═════ MATERIAL FOR THIS EXERCISE

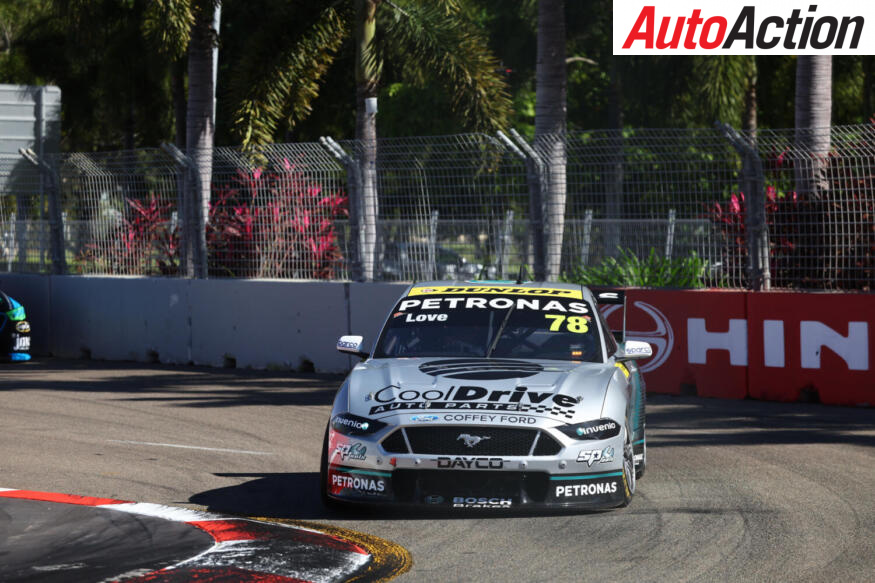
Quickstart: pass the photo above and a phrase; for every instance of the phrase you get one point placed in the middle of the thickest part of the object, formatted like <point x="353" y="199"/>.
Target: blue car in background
<point x="14" y="331"/>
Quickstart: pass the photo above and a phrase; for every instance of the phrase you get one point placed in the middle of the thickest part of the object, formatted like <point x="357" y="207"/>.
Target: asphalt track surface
<point x="734" y="490"/>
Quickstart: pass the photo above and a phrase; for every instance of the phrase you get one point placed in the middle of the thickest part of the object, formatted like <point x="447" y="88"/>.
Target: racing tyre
<point x="641" y="465"/>
<point x="628" y="471"/>
<point x="327" y="501"/>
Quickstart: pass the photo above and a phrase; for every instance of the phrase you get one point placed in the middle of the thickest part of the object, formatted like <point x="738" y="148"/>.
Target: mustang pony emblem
<point x="471" y="440"/>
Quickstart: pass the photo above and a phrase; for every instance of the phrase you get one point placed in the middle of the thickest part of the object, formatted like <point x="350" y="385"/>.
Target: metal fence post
<point x="193" y="234"/>
<point x="56" y="224"/>
<point x="753" y="185"/>
<point x="536" y="177"/>
<point x="357" y="233"/>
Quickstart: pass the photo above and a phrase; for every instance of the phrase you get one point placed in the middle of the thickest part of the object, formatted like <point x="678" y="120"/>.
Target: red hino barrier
<point x="768" y="345"/>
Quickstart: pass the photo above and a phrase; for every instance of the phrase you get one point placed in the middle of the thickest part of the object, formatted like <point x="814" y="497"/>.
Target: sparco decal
<point x="471" y="463"/>
<point x="361" y="483"/>
<point x="472" y="397"/>
<point x="736" y="27"/>
<point x="575" y="490"/>
<point x="472" y="502"/>
<point x="660" y="336"/>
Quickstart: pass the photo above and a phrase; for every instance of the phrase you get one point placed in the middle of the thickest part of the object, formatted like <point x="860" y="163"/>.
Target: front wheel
<point x="628" y="470"/>
<point x="641" y="464"/>
<point x="327" y="501"/>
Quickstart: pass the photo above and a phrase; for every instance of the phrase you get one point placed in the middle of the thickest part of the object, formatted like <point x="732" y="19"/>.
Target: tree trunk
<point x="177" y="87"/>
<point x="367" y="75"/>
<point x="813" y="118"/>
<point x="749" y="118"/>
<point x="199" y="137"/>
<point x="614" y="171"/>
<point x="550" y="120"/>
<point x="867" y="87"/>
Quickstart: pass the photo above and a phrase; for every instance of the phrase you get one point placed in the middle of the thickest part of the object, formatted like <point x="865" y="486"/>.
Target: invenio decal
<point x="744" y="27"/>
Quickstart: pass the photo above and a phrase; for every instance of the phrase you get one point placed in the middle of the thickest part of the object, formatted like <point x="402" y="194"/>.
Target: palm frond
<point x="451" y="49"/>
<point x="167" y="23"/>
<point x="281" y="78"/>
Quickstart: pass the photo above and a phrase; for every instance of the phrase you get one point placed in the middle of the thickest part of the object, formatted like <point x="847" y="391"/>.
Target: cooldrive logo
<point x="466" y="397"/>
<point x="736" y="27"/>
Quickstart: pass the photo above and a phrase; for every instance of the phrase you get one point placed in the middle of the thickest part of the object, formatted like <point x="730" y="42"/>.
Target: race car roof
<point x="566" y="290"/>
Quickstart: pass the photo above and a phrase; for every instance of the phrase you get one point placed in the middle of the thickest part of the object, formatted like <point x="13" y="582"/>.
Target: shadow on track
<point x="693" y="421"/>
<point x="178" y="385"/>
<point x="295" y="496"/>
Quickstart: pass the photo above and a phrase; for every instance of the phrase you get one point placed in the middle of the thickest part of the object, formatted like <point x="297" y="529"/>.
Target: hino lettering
<point x="586" y="489"/>
<point x="468" y="463"/>
<point x="472" y="502"/>
<point x="358" y="483"/>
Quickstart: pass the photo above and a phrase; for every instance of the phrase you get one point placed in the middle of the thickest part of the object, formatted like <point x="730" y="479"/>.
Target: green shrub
<point x="654" y="271"/>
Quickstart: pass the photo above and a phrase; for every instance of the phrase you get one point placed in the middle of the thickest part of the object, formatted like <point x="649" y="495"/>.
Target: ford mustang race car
<point x="14" y="331"/>
<point x="489" y="395"/>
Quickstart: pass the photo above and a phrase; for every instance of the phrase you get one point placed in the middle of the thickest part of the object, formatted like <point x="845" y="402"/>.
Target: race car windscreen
<point x="491" y="326"/>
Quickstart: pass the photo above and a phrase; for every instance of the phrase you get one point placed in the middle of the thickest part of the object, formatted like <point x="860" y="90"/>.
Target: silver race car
<point x="490" y="395"/>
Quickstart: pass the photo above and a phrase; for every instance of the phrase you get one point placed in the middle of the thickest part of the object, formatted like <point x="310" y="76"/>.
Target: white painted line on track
<point x="190" y="447"/>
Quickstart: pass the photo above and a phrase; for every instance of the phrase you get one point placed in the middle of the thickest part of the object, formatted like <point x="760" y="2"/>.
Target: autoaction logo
<point x="738" y="27"/>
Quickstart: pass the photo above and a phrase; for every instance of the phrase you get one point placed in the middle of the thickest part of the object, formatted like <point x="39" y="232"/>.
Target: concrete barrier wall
<point x="257" y="324"/>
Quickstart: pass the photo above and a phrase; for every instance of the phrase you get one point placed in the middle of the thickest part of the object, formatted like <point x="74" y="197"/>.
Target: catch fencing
<point x="662" y="208"/>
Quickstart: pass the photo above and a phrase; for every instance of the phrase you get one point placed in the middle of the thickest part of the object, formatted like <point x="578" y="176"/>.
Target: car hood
<point x="563" y="391"/>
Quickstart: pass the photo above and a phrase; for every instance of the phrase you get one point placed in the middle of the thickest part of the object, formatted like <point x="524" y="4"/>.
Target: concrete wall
<point x="255" y="324"/>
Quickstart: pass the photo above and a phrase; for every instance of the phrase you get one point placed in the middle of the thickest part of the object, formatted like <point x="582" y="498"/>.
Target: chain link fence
<point x="666" y="208"/>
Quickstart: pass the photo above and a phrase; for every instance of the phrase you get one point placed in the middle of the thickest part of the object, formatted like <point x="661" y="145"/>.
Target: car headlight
<point x="349" y="424"/>
<point x="598" y="429"/>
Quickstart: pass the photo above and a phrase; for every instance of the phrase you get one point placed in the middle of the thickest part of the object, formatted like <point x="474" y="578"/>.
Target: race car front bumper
<point x="476" y="488"/>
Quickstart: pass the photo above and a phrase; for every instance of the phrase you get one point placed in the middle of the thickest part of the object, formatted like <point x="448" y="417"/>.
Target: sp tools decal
<point x="748" y="27"/>
<point x="591" y="456"/>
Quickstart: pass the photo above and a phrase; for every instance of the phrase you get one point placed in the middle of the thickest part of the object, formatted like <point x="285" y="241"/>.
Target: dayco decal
<point x="591" y="456"/>
<point x="586" y="489"/>
<point x="355" y="451"/>
<point x="707" y="26"/>
<point x="525" y="291"/>
<point x="474" y="418"/>
<point x="468" y="463"/>
<point x="361" y="483"/>
<point x="472" y="502"/>
<point x="484" y="303"/>
<point x="461" y="397"/>
<point x="472" y="440"/>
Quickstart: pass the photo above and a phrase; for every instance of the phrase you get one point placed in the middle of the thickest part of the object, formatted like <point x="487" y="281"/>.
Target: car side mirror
<point x="634" y="350"/>
<point x="352" y="345"/>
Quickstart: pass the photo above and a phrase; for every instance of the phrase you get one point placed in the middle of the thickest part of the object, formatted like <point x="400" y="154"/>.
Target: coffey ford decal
<point x="743" y="27"/>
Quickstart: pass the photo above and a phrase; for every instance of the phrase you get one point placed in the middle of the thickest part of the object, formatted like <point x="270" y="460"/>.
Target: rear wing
<point x="613" y="297"/>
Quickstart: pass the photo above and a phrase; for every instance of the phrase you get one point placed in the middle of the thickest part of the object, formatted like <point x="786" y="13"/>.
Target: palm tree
<point x="186" y="26"/>
<point x="550" y="126"/>
<point x="813" y="111"/>
<point x="281" y="72"/>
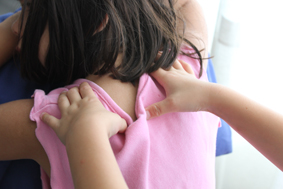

══════════

> **TO DO**:
Return every line of the rows above that contains the word "logo", treating uppercase and lowercase as different.

> **ANSWER TO THE EXERCISE**:
Target: cooldrive logo
Target: autoaction logo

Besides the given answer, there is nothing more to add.